◆ **STATED TASK**
Copy out the data below line for line, without changing a word.

◆ **TASK INPUTS**
-*-
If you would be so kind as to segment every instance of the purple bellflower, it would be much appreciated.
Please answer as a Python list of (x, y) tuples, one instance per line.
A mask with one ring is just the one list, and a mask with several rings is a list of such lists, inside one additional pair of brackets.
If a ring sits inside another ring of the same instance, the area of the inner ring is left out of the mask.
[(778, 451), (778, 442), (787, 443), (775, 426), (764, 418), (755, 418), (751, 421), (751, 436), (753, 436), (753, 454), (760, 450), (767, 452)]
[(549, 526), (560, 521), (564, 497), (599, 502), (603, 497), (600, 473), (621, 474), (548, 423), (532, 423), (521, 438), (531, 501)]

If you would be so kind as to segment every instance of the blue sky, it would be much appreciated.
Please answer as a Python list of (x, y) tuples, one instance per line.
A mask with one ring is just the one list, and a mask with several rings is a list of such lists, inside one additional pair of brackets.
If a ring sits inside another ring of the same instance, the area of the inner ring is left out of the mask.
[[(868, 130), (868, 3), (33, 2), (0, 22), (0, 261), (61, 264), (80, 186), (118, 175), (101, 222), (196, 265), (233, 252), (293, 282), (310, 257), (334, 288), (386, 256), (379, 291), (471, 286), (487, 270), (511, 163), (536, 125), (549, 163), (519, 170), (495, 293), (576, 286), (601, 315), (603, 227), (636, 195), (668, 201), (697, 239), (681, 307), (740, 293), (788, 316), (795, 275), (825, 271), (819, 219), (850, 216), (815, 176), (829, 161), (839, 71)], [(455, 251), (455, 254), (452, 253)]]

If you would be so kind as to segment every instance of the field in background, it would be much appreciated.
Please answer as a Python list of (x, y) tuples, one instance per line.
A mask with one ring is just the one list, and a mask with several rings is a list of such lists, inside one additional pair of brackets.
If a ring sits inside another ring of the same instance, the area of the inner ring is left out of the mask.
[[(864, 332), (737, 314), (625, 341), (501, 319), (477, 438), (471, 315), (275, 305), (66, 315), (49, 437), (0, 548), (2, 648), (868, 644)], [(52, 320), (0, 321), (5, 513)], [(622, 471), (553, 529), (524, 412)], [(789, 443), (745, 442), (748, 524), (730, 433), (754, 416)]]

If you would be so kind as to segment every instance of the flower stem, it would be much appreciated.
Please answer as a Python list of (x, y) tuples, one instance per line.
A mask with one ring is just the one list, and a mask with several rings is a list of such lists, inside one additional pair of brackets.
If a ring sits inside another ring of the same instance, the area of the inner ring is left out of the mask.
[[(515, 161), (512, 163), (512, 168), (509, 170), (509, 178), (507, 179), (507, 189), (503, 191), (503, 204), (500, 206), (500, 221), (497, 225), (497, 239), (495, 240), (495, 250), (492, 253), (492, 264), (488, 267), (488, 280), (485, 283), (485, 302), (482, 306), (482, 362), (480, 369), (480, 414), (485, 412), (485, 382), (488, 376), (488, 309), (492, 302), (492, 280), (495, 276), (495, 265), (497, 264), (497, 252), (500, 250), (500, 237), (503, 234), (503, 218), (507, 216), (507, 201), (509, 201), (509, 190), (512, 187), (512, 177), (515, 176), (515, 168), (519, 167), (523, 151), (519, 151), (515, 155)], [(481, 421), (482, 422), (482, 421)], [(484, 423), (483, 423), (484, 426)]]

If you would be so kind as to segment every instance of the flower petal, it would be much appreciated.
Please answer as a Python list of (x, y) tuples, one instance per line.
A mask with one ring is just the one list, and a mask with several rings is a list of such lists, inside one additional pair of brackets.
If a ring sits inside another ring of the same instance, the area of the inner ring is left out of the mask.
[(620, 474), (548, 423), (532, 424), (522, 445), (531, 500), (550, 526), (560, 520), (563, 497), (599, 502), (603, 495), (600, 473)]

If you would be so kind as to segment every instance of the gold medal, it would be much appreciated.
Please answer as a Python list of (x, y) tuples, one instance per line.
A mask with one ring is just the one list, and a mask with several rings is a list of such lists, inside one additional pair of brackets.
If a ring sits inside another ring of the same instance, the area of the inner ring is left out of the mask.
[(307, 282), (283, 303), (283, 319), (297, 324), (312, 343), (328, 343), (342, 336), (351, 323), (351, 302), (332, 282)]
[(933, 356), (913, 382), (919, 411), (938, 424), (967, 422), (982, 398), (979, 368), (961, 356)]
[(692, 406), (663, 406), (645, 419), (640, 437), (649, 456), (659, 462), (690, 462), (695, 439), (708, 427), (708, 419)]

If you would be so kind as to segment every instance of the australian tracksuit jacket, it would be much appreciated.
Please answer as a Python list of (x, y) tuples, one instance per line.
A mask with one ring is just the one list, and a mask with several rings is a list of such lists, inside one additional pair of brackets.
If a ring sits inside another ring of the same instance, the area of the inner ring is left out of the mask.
-*-
◆ **CORRECT RESULT**
If you would be so kind as to segment every instance of the purple bellflower, it would be much appreciated.
Please answer as a Python list of (x, y) tuples, one instance per line.
A mask with one ring is just the one list, and a mask with several rings is a list of such lists, inside one additional pair of brackets.
If a ring sits inside another ring of the same instance, the area of the inner ring is left out of the mask.
[(778, 451), (778, 442), (787, 443), (775, 426), (764, 418), (755, 418), (751, 421), (751, 436), (753, 436), (753, 454), (760, 450), (767, 452)]
[(549, 526), (560, 521), (564, 497), (599, 502), (603, 497), (600, 473), (621, 474), (548, 423), (532, 423), (521, 438), (531, 501)]

If you would be so kind as to segment every instance of the blue sky, it would be much appreciated.
Please answer as a Python list of (x, y) tuples, one instance per line.
A mask with one ring is just the one list, and a mask with several rings is a list of such lists, inside one additional pair of brackets.
If a ring sits inside another ring of the same instance, the area of the inner ring is left out of the mask.
[[(868, 130), (868, 3), (33, 2), (0, 22), (0, 261), (61, 264), (80, 186), (118, 175), (101, 222), (196, 265), (233, 252), (293, 282), (310, 257), (334, 288), (386, 256), (379, 291), (471, 286), (487, 270), (511, 163), (536, 125), (549, 163), (519, 170), (495, 293), (576, 286), (601, 315), (603, 227), (636, 195), (668, 201), (697, 239), (681, 307), (740, 293), (788, 316), (795, 275), (825, 271), (819, 219), (850, 216), (815, 176), (829, 161), (839, 71)], [(455, 251), (455, 254), (452, 253)]]

If you would be so kind as to segment every instance of the field in background, it would be much appreciated.
Please answer as a Python list of (x, y) tuples, one instance per line.
A mask with one ring is just the one list, and a mask with several rings is a list of such lists, inside one additional pair of brackets.
If a ring sits inside another ring of the same instance, the area of the inner ring is left out of the mask.
[[(864, 332), (737, 314), (625, 341), (501, 319), (477, 438), (471, 315), (275, 305), (66, 315), (49, 437), (0, 548), (2, 648), (868, 644)], [(52, 320), (0, 321), (5, 513)], [(622, 471), (553, 529), (524, 412)], [(789, 443), (745, 442), (748, 524), (730, 433), (754, 416)]]

If you would be so kind as to segment every instance of the flower stem, it would be much appreciated.
Please answer as a Python list of (x, y) tuples, one instance per line.
A mask with one ring is just the one list, and a mask with several rings is a list of such lists, inside one additional pair of brackets.
If a ring sits inside another ring of the same instance, the area of the inner ring is left out of the mask.
[[(515, 161), (512, 163), (512, 168), (509, 170), (509, 178), (507, 179), (507, 189), (503, 191), (503, 204), (500, 206), (500, 221), (497, 225), (497, 239), (495, 240), (495, 250), (492, 253), (492, 264), (488, 267), (488, 280), (485, 283), (485, 302), (482, 306), (482, 362), (480, 369), (480, 414), (485, 412), (485, 382), (488, 376), (488, 309), (492, 302), (492, 280), (495, 276), (495, 265), (497, 264), (497, 252), (500, 250), (500, 237), (503, 234), (503, 218), (507, 216), (507, 201), (509, 201), (509, 190), (512, 187), (512, 177), (515, 176), (515, 168), (519, 167), (523, 151), (519, 151), (515, 155)], [(481, 421), (482, 422), (482, 421)], [(484, 423), (483, 423), (484, 426)]]

If you would be so kind as to segment every instance of the flower petal, it would be much appreciated.
Please answer as a Python list of (x, y) tuples, one instance per line.
A mask with one ring is just the one list, and a mask with several rings is a list of such lists, inside one additional pair of brackets.
If a ring sits inside another ring of the same instance, the area of the inner ring is left out of the mask.
[(620, 474), (548, 423), (532, 424), (522, 445), (531, 500), (550, 526), (560, 520), (563, 497), (599, 502), (603, 495), (600, 473)]

If you would be so kind as to segment every instance of the gold medal, it would be much appreciated.
Please answer as a Python list of (x, y) tuples, one instance per line.
A mask with one ring is just the one list, and a mask with several rings is a list of such lists, inside one additional pair of brackets.
If a ring sits inside another ring of the same instance, the area of the inner ring is left out of the mask.
[(307, 282), (283, 303), (283, 319), (297, 324), (312, 343), (328, 343), (342, 336), (351, 323), (351, 302), (332, 282)]
[(933, 356), (913, 382), (919, 411), (938, 424), (967, 422), (982, 398), (979, 368), (961, 356)]
[(692, 406), (663, 406), (645, 419), (640, 437), (649, 456), (659, 462), (690, 462), (695, 439), (708, 427), (708, 419)]

If you would be so kind as to segment every instance of the australian tracksuit jacket, it would be much appreciated.
Please answer as a Python list of (x, y) tuples, one instance per line.
A mask with one ring is just the one list, and a mask with several rings is a list of such lists, inside one additional pair of brackets.
If a ring sits inside another ring of the same instance, the area of the inner ring is left out of the mask.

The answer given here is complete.